On Tue, 9 Jun 2015 15:36:00 +0000 Dan Hyatt <[email protected]> wrote:
> >> The execute nodes were updated, and some are not playing well in the
> >> sandbox. When the grid sends a job there, it hangs, sends an error but
> > Not clear what hangs the job or the node?
> > What is the error that is being sent and how is it being sent?
> The nodes are hanging the job, some did not come up correctly. I had
So if I understand you correctly the job is what is hanging but the node
is otherwise OK ie you can ssh into it. If that is the case I'd log into one
while
a job is hung, look for some sign of the problem, write a load sensor to detect
it
and set an appropriate load_threshold.

* [REQUIREMENT A] Do these statements agree with the mailing list thread about hung jobs? (i) The execute nodes were updated. (ii) All of the nodes came up correctly. (iii) The reply suggests setting a load_threshold. For each, answer yes or no and quote the deciding words.
* [REQUIREMENT B] Can you echo the part of the mailing list thread about hung jobs that opens with the words containing "On Tue, 9 Jun" and closes with "it being sent?"?
Rely only on the mailing list thread.

Records from a collection

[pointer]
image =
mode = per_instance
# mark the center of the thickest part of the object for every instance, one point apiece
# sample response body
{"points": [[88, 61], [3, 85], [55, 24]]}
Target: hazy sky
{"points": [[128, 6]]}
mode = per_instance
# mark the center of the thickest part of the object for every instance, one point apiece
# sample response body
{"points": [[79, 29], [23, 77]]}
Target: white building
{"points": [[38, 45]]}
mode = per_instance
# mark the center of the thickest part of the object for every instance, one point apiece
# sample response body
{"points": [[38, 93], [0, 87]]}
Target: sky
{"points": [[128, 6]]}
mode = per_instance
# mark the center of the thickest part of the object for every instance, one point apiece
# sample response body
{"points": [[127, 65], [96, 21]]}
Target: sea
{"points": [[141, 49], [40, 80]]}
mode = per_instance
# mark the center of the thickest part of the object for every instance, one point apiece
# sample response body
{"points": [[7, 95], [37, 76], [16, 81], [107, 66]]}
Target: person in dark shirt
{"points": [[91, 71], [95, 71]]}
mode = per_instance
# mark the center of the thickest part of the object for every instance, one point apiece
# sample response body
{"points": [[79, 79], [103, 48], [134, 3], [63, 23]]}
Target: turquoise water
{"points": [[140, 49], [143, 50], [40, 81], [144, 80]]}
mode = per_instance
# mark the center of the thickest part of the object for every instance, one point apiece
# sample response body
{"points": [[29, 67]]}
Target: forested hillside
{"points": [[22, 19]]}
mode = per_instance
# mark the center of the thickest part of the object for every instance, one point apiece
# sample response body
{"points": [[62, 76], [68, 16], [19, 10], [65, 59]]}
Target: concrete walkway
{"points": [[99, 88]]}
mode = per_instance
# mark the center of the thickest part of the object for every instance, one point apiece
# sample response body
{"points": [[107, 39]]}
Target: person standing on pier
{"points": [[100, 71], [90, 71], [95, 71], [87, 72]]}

* [EXERCISE ANSWER A]
(i) Yes: "The execute nodes were updated"
(ii) No: "some did not come up correctly"
(iii) Yes: "set an appropriate load_threshold"

* [EXERCISE ANSWER B]
On Tue, 9 Jun 2015 15:36:00 +0000 Dan Hyatt <[email protected]> wrote:
> >> The execute nodes were updated, and some are not playing well in the
> >> sandbox. When the grid sends a job there, it hangs, sends an error but
> > Not clear what hangs the job or the node?
> > What is the error that is being sent and how is it being sent?